§ The task
Here are some records. Copy each one exactly.

┌─ Records

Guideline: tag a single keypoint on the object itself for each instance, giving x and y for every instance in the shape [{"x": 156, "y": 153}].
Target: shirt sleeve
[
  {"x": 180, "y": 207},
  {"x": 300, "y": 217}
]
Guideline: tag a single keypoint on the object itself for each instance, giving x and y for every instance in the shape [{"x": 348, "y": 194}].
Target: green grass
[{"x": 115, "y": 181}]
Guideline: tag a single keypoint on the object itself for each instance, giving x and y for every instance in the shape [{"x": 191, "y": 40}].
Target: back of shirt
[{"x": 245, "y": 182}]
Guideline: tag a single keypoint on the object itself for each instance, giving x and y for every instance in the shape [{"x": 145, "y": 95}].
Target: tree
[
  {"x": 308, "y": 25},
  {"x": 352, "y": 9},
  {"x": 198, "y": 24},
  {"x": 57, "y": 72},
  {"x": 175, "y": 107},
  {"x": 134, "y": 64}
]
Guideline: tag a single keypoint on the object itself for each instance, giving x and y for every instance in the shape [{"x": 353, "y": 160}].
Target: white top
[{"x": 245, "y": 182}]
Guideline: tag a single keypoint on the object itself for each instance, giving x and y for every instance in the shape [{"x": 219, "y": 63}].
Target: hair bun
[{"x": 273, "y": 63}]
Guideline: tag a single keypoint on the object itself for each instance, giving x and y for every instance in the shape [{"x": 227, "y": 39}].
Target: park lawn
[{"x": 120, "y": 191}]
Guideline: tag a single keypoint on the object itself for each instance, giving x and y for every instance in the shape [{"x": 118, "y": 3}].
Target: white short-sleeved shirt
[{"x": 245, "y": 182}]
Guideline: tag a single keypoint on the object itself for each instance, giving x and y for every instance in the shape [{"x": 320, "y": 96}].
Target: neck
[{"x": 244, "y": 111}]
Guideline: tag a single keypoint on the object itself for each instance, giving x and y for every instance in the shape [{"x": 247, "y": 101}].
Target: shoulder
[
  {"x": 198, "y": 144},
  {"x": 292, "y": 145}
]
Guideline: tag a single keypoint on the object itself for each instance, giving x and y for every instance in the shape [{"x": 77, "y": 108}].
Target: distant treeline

└─

§ Result of this task
Guideline: tag a single keypoint on the object itself for each instance, giving x and y for every instance in the shape [{"x": 156, "y": 153}].
Target: shirt sleeve
[
  {"x": 180, "y": 207},
  {"x": 300, "y": 217}
]
Guideline: tag a single keypoint on the object itself for each instance, giving x and y for every instance in the shape [{"x": 348, "y": 194}].
Target: green grass
[{"x": 115, "y": 181}]
Guideline: tag a single keypoint on the object itself for each instance, giving x and y for every instance in the shape [{"x": 191, "y": 40}].
Target: back of shirt
[{"x": 245, "y": 182}]
Guideline: tag a single keypoint on the object itself for each instance, giving x and y for every instance in the shape [{"x": 145, "y": 95}].
Target: tree
[
  {"x": 308, "y": 25},
  {"x": 352, "y": 9},
  {"x": 198, "y": 24},
  {"x": 57, "y": 72},
  {"x": 175, "y": 107},
  {"x": 134, "y": 64}
]
Guideline: tag a single keypoint on the object itself for each instance, giving x and y for every instance in the shape [{"x": 353, "y": 160}].
Target: white top
[{"x": 245, "y": 182}]
Guideline: tag a single keypoint on the object itself for each instance, giving x and y for every instance in the shape [{"x": 219, "y": 63}].
Target: hair bun
[{"x": 273, "y": 63}]
Guideline: tag a single keypoint on the object itself for each instance, giving x and y for every instance in the shape [{"x": 227, "y": 39}].
Target: park lawn
[{"x": 120, "y": 191}]
Guideline: tag a single keypoint on the object itself for each instance, giving x and y for every instance in the shape [{"x": 118, "y": 3}].
Target: white short-sleeved shirt
[{"x": 245, "y": 182}]
Guideline: tag a single keypoint on the object itself for each instance, giving x and y for every instance in the shape [{"x": 320, "y": 96}].
Target: neck
[{"x": 244, "y": 111}]
Guideline: tag a single keypoint on the object itself for each instance, giving x and y for every instance in the shape [{"x": 247, "y": 101}].
Target: shoulder
[
  {"x": 198, "y": 144},
  {"x": 292, "y": 145}
]
Guideline: tag a single keypoint on the object itself for each instance, giving x and y for every instance in the shape [{"x": 77, "y": 108}].
Target: distant treeline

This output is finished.